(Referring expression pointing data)
|---|

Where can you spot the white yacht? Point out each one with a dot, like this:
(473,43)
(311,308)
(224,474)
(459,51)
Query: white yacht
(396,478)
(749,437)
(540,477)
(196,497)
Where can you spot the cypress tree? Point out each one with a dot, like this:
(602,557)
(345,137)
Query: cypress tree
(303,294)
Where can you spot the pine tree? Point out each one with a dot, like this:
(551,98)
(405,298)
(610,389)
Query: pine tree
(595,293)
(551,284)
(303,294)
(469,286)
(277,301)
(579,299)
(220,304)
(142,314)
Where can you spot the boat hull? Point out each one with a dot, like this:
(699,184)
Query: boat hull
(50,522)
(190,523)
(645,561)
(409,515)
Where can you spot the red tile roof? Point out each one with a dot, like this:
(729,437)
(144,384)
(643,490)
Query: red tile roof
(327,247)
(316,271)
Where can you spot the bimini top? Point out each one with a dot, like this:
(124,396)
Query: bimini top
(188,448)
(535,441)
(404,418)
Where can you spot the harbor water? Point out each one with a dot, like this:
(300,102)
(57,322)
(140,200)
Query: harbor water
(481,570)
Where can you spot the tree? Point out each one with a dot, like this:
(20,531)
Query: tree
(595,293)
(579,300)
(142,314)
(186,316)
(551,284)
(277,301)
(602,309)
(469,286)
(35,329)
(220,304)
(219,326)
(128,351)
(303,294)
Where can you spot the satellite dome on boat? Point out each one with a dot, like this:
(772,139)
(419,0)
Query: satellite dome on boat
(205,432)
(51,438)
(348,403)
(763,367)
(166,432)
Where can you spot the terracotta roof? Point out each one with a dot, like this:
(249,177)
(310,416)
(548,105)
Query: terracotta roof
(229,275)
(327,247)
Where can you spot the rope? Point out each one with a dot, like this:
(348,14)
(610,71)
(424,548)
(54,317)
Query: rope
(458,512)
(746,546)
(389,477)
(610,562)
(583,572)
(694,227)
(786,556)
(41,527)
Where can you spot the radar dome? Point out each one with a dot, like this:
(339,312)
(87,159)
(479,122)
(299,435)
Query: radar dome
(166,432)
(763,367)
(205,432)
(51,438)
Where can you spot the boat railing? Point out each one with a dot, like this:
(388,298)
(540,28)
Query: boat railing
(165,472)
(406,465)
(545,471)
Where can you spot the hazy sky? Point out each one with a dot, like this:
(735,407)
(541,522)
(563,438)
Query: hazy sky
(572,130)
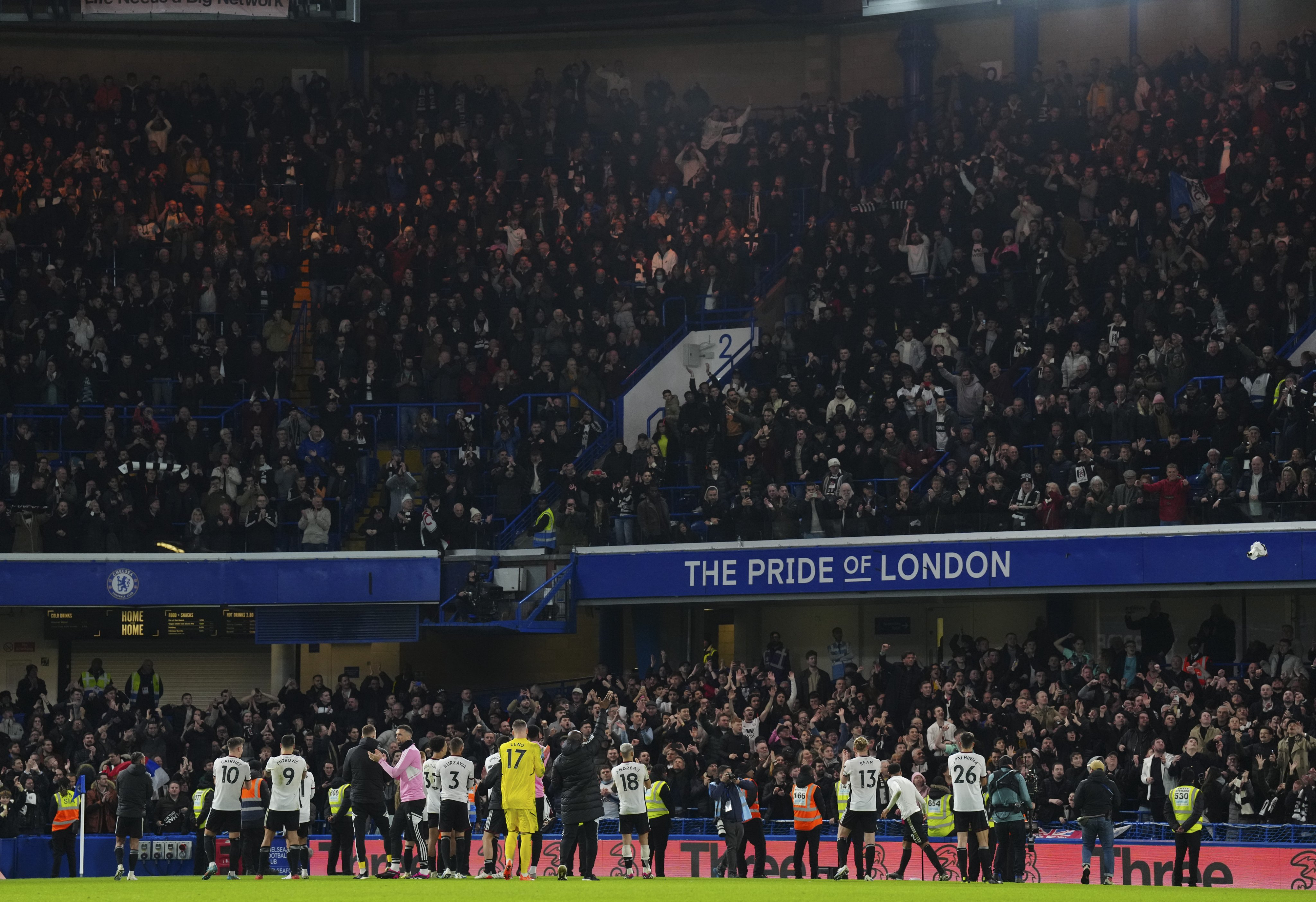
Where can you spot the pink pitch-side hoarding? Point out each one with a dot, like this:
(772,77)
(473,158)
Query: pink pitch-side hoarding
(1052,862)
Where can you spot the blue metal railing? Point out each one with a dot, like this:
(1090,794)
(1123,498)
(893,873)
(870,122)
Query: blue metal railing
(538,612)
(522,523)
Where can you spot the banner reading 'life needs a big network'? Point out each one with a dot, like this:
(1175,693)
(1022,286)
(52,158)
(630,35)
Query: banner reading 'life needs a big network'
(1053,862)
(244,8)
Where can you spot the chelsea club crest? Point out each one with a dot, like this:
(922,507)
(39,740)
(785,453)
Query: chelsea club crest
(123,584)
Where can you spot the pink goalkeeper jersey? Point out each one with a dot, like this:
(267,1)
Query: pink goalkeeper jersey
(408,774)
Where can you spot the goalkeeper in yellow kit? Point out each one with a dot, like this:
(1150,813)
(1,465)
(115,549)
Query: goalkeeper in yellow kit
(520,762)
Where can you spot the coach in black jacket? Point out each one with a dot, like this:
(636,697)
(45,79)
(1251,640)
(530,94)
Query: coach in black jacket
(576,784)
(135,790)
(368,793)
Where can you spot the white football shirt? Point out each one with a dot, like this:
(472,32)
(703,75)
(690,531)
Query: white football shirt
(457,776)
(966,774)
(433,783)
(628,782)
(286,774)
(231,774)
(906,796)
(864,772)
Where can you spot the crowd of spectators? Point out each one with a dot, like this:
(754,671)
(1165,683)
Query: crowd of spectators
(994,315)
(1151,705)
(1019,325)
(461,249)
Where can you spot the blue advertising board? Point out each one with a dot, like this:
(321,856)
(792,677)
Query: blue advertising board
(953,563)
(144,580)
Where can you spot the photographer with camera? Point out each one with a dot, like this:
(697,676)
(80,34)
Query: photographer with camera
(1010,801)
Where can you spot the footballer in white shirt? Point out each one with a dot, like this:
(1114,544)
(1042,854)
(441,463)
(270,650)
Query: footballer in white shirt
(231,775)
(861,774)
(631,782)
(968,774)
(457,779)
(285,772)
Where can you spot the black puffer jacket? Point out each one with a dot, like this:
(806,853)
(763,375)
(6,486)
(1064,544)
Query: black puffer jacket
(576,784)
(1097,797)
(135,791)
(366,778)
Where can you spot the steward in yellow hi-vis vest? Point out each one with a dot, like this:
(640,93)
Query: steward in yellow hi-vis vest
(1184,813)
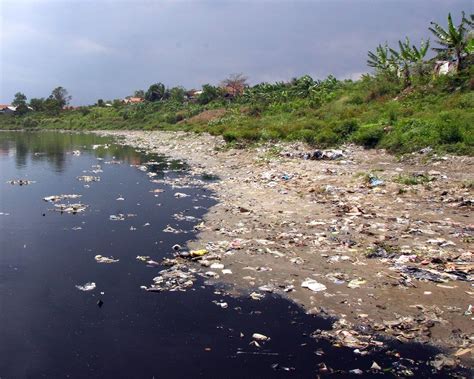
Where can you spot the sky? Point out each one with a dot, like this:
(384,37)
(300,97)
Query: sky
(110,48)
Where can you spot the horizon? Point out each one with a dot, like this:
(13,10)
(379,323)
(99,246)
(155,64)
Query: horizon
(85,48)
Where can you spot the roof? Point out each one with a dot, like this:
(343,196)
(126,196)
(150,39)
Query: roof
(134,100)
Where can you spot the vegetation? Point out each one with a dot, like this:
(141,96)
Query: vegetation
(403,106)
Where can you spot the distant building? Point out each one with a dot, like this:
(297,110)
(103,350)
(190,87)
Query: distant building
(444,67)
(133,100)
(7,109)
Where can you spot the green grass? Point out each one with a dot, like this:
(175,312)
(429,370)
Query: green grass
(370,112)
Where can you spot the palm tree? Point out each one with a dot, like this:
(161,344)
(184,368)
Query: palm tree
(453,40)
(380,60)
(417,55)
(403,58)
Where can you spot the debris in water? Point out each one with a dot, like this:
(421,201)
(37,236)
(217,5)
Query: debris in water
(102,259)
(88,178)
(313,285)
(89,286)
(56,198)
(20,182)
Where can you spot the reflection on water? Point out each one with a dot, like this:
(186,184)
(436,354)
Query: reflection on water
(48,328)
(56,147)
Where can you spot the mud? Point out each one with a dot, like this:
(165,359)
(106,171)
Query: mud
(393,253)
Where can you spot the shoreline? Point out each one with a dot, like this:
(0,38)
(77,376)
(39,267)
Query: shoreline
(281,220)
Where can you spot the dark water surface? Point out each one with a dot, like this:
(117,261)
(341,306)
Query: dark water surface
(49,328)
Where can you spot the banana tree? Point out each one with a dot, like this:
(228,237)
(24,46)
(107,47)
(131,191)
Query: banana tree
(380,59)
(403,58)
(418,55)
(454,40)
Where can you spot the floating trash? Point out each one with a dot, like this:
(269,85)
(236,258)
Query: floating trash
(88,178)
(102,259)
(119,217)
(55,198)
(20,182)
(70,208)
(89,286)
(313,285)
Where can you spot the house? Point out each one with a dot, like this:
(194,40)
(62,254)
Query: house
(7,109)
(133,100)
(444,67)
(193,94)
(232,91)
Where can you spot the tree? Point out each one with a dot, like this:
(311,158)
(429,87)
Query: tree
(156,92)
(208,94)
(19,99)
(235,84)
(417,55)
(37,104)
(139,93)
(453,41)
(60,96)
(381,60)
(177,94)
(403,57)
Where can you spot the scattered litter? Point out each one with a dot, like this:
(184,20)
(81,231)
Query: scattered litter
(70,208)
(260,337)
(198,253)
(313,285)
(56,198)
(355,283)
(119,217)
(21,182)
(89,286)
(177,278)
(223,305)
(180,195)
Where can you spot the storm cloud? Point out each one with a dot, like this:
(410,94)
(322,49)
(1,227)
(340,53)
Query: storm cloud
(108,49)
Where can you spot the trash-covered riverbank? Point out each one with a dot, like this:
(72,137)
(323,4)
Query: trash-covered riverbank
(378,242)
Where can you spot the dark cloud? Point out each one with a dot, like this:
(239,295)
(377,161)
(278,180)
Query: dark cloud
(107,49)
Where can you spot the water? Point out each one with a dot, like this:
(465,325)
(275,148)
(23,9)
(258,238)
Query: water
(48,328)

|---|

▶ _TASK BRIEF_:
What is needed is an exact retyping of every line from the one containing "Where can you spot the banana" through the final line of the entries, and only those lines.

▶ _RESULT OF THIS EXERCISE_:
Where can you spot the banana tree? Point out each one with a dot, like this:
(228,237)
(24,46)
(107,47)
(131,191)
Query: banana tree
(380,59)
(403,58)
(418,55)
(454,40)
Where can you spot the floating trash? Point out each one with a dot, like this:
(269,85)
(236,258)
Query: floating trash
(88,178)
(102,259)
(119,217)
(55,198)
(20,182)
(70,208)
(89,286)
(313,285)
Where can you spot the house? Point out each one with a dot, like this:
(194,40)
(62,254)
Query: house
(7,109)
(133,100)
(444,67)
(193,94)
(232,91)
Where can you spot the tree? Point out each one with a dot, like this:
(311,158)
(429,87)
Query: tree
(156,92)
(208,94)
(19,99)
(235,84)
(417,55)
(37,104)
(139,93)
(453,41)
(60,96)
(381,60)
(177,94)
(403,57)
Where can you spot the scattered litter? Point out each one with a dot, like this:
(184,20)
(81,231)
Query: scattered litter
(70,208)
(260,337)
(198,253)
(313,285)
(56,198)
(355,283)
(119,217)
(21,182)
(89,286)
(177,278)
(223,305)
(180,195)
Where can you spot the storm cloud? Point out each one with a dot, like this:
(410,94)
(322,49)
(1,227)
(340,53)
Query: storm cloud
(108,49)
Where can you spot the trash-covered riverbank? Point out each one with a dot, like this:
(72,137)
(323,4)
Query: trash-covered riverbank
(378,242)
Where can you spot the dark cloud? Point out each one with a dot, like this:
(239,295)
(377,161)
(278,180)
Query: dark cloud
(107,49)
Where can you spot the water? Point out each one with a dot, like this:
(465,325)
(275,148)
(23,9)
(258,238)
Query: water
(48,328)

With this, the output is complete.